_Work instructions_
Restate the entries below in full, exactly as they read, but without pictures.

_Records shown_
[Start of section]

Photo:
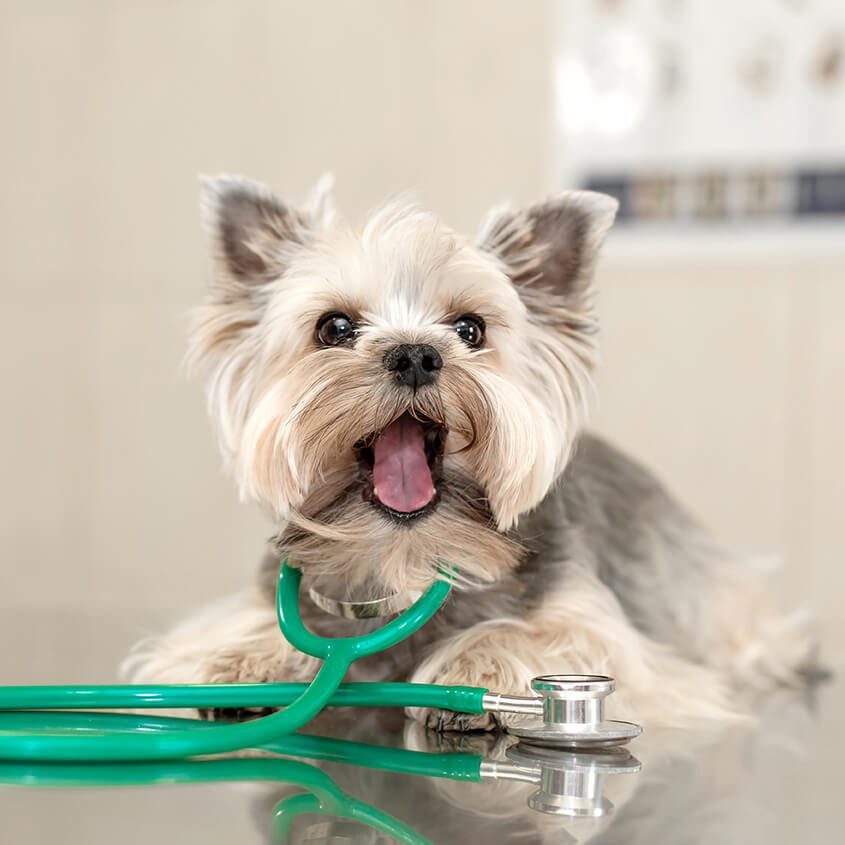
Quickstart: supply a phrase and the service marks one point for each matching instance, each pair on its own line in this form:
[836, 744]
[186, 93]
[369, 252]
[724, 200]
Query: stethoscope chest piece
[573, 715]
[571, 783]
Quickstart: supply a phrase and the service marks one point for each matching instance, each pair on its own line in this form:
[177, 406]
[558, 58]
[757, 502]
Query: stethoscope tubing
[337, 654]
[237, 696]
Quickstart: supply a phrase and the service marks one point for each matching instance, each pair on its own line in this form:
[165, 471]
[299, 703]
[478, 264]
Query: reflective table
[375, 777]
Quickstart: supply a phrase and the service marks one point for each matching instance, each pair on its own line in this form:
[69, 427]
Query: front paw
[234, 714]
[443, 721]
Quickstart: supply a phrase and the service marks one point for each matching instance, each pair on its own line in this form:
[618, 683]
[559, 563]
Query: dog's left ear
[551, 245]
[253, 232]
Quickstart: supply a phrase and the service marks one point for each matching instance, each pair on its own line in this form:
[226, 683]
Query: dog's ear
[253, 232]
[551, 245]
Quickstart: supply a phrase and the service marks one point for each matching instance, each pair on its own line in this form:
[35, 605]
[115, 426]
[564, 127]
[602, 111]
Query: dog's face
[398, 392]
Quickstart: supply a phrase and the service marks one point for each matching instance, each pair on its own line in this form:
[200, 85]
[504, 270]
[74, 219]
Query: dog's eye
[470, 329]
[334, 329]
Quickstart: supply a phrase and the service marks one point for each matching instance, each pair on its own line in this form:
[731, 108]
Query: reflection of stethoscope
[569, 783]
[567, 713]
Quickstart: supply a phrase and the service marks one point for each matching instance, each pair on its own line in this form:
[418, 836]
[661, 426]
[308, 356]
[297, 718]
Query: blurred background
[722, 288]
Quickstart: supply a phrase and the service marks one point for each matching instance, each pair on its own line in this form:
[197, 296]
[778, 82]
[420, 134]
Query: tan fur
[609, 576]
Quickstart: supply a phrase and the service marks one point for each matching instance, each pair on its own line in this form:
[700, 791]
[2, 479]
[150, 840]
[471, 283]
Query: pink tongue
[401, 475]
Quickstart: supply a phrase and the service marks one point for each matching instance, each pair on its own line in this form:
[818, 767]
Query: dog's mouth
[402, 464]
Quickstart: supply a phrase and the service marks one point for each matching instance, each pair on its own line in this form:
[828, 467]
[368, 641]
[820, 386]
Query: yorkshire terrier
[400, 397]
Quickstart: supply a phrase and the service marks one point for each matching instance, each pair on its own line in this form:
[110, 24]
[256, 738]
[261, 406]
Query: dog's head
[398, 392]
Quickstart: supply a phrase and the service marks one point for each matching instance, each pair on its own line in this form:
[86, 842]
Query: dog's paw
[443, 721]
[234, 714]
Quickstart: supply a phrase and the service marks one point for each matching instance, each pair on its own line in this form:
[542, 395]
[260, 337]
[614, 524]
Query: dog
[399, 396]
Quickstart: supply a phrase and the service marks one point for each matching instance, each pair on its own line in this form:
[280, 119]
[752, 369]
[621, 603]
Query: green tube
[453, 766]
[236, 696]
[322, 794]
[96, 744]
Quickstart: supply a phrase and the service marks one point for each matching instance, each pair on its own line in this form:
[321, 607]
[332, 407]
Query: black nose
[415, 364]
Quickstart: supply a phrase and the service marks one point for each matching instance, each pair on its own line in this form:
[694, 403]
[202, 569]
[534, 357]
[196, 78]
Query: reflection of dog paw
[445, 720]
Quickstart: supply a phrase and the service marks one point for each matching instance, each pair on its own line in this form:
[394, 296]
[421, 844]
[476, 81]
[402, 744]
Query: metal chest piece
[573, 714]
[571, 782]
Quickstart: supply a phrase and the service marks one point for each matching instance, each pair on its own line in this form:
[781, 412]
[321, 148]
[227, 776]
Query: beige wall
[724, 372]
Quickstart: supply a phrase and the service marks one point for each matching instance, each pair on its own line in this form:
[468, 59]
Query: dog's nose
[414, 364]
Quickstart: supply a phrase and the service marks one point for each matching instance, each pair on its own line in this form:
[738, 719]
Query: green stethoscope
[567, 713]
[569, 783]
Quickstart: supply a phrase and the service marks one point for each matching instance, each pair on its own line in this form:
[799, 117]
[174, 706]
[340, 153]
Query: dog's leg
[581, 628]
[234, 641]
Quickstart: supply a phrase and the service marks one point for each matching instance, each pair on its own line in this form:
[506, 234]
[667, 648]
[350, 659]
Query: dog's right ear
[253, 232]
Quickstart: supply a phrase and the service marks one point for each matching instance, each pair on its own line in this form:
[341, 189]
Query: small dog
[401, 396]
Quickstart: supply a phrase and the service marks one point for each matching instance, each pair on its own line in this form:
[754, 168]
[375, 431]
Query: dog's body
[401, 397]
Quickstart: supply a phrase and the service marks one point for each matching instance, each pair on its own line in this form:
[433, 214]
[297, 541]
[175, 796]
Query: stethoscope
[569, 784]
[566, 713]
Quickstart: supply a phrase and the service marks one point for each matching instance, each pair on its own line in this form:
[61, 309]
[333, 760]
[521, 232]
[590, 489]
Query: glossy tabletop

[End of section]

_Result_
Photo:
Quickstart: supply a phrase and the service marks one point for each matching instance, each pair on its own line in this form:
[836, 744]
[186, 93]
[369, 252]
[724, 200]
Query: stethoscope chest piece
[573, 715]
[571, 783]
Quickstart: supply a phrase and the service marks one point for each matching instance, each pair on its own line in this form:
[177, 406]
[558, 58]
[757, 502]
Query: stethoscope tubing
[337, 654]
[237, 696]
Quickstart: supply a phrase and the service marks one point for each matching instance, each pair on its own line in this form:
[165, 471]
[299, 703]
[478, 264]
Query: reflective table
[375, 777]
Quickstart: supply a phrase and the service marks one point for each matching instance, each pair on its own line in this form:
[69, 427]
Query: front paw
[234, 714]
[443, 721]
Quickstart: supply a phrase and the service marks one point for each matching instance, each pair on its own line in this form:
[618, 683]
[559, 563]
Query: dog's left ear
[551, 245]
[253, 232]
Quickstart: supply a phrase and the service marks one point for each matching instance, each pair on its own line in this form:
[226, 683]
Query: dog's ear
[253, 232]
[551, 245]
Quickstart: supply a phrase and the service marks one point for each matching instance, each pair on its own line in this form:
[35, 605]
[115, 426]
[564, 127]
[602, 111]
Query: dog's face
[398, 392]
Quickstart: supply a phrase and the service marks one point for each matching instance, each pair on its own line in this form:
[200, 85]
[504, 270]
[74, 219]
Query: dog's eye
[470, 329]
[334, 329]
Quickstart: supply a phrase and the service marks one point for each matching instance, each pair on its own line in this form:
[731, 108]
Query: reflection of stethoscope
[569, 783]
[567, 713]
Quickstart: supply a phrase and the service marks one point for each matching instance, each pair on its own line in this form:
[418, 836]
[661, 426]
[308, 356]
[297, 718]
Query: blurred background
[722, 288]
Quickstart: supply a phrase and the service marks one point for each matching instance, each pair on its own line in this form:
[197, 296]
[778, 82]
[420, 134]
Query: tan fur
[609, 576]
Quickstart: supply a phrase and the service marks one point for each matching instance, each pair on its own line in this form:
[700, 791]
[2, 479]
[150, 840]
[471, 283]
Query: pink tongue
[401, 475]
Quickstart: supply a phrase and the service marks one point for each matching instance, each pair on its own line in this form:
[818, 767]
Query: dog's mouth
[402, 464]
Quickstart: supply a phrase and the service marks one point for each matching instance, each pair on its own line in this form:
[828, 467]
[368, 641]
[820, 386]
Query: yorkshire terrier
[400, 397]
Quickstart: supply a phrase and the service marks one point for each matching instance, each pair on its own line in this form:
[110, 24]
[256, 738]
[261, 406]
Query: dog's head
[398, 392]
Quickstart: supply a phrase and the service marks one point for each matching instance, each pair on its own line in this form:
[86, 842]
Query: dog's paw
[443, 721]
[234, 714]
Quickstart: supply a phrase and the service marks one point for each matching instance, each pair on its own line in this form:
[542, 395]
[260, 337]
[614, 524]
Query: dog
[399, 396]
Quickstart: supply a phrase and the service marks one point for each matching instance, each pair on its own line in this form:
[280, 119]
[752, 369]
[621, 603]
Query: green tube
[453, 766]
[236, 696]
[322, 794]
[96, 744]
Quickstart: supply a phrase and the service marks one point for each matching instance, each pair on its own line in this form:
[321, 607]
[332, 407]
Query: black nose
[415, 364]
Quickstart: supply a phrase and the service marks one point for each matching instance, each pair on its own line in this form:
[694, 403]
[202, 569]
[534, 357]
[196, 78]
Query: reflection of dog paw
[445, 720]
Quickstart: supply a phrase and the service marks one point for each matching instance, each pair on its own line in this form:
[394, 296]
[421, 844]
[476, 81]
[402, 744]
Query: metal chest piece
[573, 714]
[571, 782]
Quickstart: supply a phrase and the service marks one point for each matching instance, each pair on its own line in this form:
[781, 412]
[321, 148]
[227, 776]
Query: beige wall
[724, 372]
Quickstart: supply a phrase and the service marks one point for each matching instance, each pair on its own line in this form:
[468, 59]
Query: dog's nose
[414, 364]
Quickstart: supply a phrase and the service marks one point for each matching instance, each pair on its own line in this form:
[738, 719]
Query: green stethoscope
[567, 713]
[569, 783]
Quickstart: supply a phrase and the service marks one point for each matching instance, each pair on its own line in this form:
[799, 117]
[174, 706]
[340, 153]
Query: dog's leg
[581, 628]
[234, 641]
Quickstart: supply a phrase and the service marks one point for each matching instance, each pair on its own line in this form:
[506, 234]
[667, 648]
[350, 659]
Query: dog's right ear
[253, 232]
Quickstart: supply a phrase and the service marks one point for each matching instance, each pair on its own line in this form:
[341, 189]
Query: small dog
[401, 396]
Quickstart: supply a phrase and the service marks one point for each matching instance, each pair on its own line in this form:
[754, 168]
[375, 431]
Query: dog's body
[401, 397]
Quickstart: supply a phrase and the service marks one point for each matching instance, each pair on its own line in this form:
[433, 214]
[297, 541]
[175, 796]
Query: stethoscope
[569, 784]
[566, 713]
Quickstart: supply a phrase and the service marks one point for each matching instance, each pair on its own line in this form:
[61, 309]
[333, 760]
[521, 232]
[590, 489]
Query: glossy tabletop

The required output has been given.